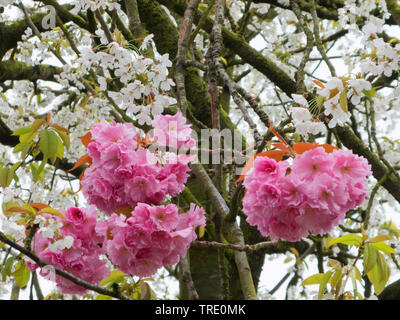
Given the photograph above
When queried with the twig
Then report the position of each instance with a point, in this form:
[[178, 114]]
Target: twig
[[246, 247]]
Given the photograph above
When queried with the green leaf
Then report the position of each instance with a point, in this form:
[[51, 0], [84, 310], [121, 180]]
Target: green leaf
[[48, 143], [6, 176], [116, 276], [325, 279], [343, 100], [146, 292], [21, 274], [383, 247], [22, 131], [65, 138], [103, 297], [6, 270], [314, 279], [348, 239], [379, 275], [369, 258]]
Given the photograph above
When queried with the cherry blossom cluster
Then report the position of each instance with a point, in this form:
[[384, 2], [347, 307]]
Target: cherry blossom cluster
[[76, 248], [310, 196], [125, 172], [333, 96], [153, 236], [145, 79]]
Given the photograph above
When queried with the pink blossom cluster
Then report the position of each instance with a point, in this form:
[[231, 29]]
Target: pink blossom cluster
[[153, 236], [81, 258], [311, 196], [124, 172]]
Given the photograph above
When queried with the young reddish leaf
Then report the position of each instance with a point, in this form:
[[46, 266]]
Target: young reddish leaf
[[302, 147], [319, 83], [81, 161], [20, 209], [86, 139]]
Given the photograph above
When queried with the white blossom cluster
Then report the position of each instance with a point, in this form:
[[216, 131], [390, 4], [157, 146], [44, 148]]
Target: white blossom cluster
[[145, 79], [84, 5], [353, 10], [354, 90]]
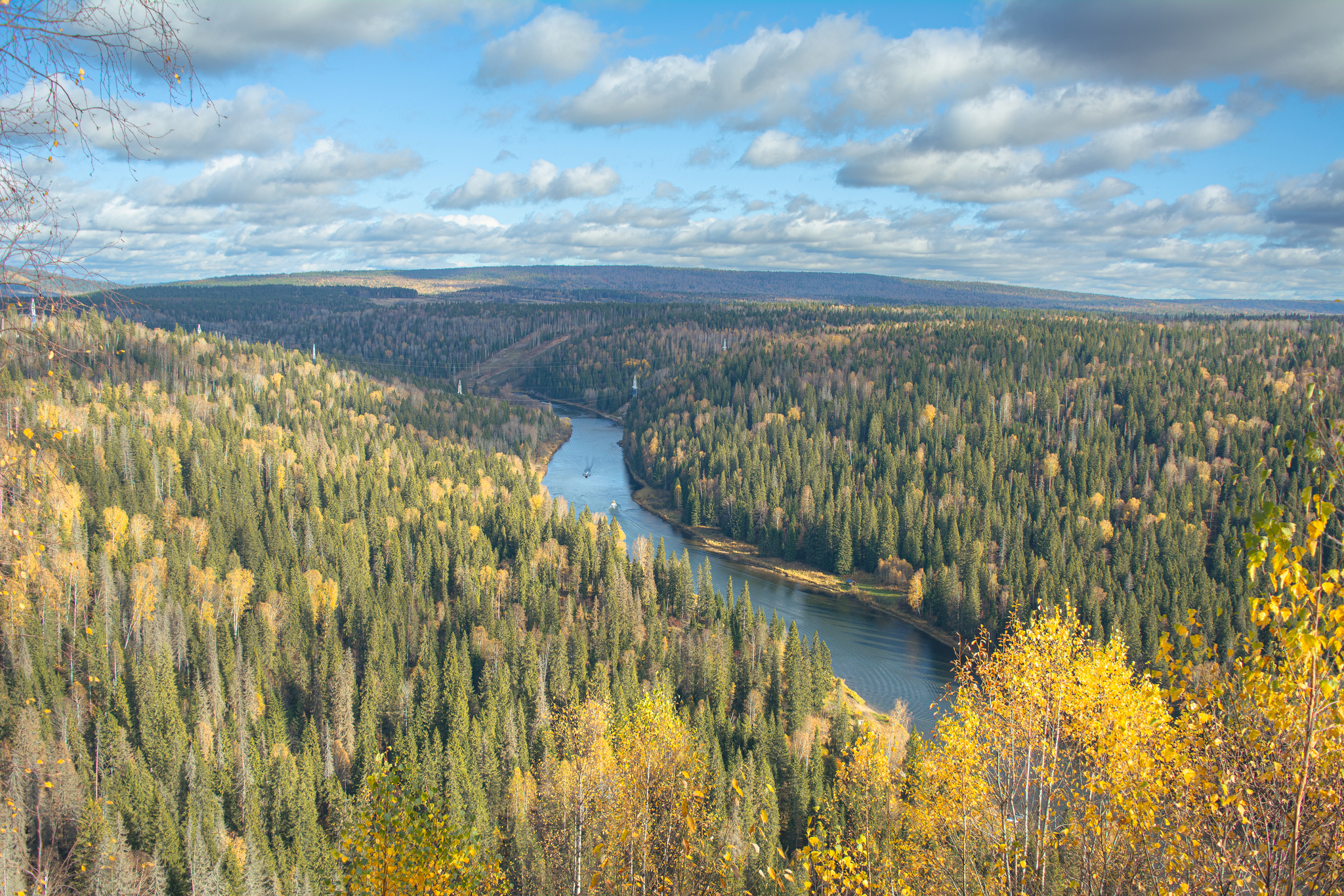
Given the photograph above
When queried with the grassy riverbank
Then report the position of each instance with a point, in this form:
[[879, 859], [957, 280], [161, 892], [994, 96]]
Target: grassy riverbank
[[866, 589]]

=======

## Work to be completed
Each line of the entries above that contains "When" is to be copied.

## Response box
When queried with the twig
When queried with the green leaf
When queried with the cherry blossom cluster
When queried with the pink blossom cluster
When queried with the young reddish leaf
When queried with the white blossom cluster
When queried with the grassy riverbank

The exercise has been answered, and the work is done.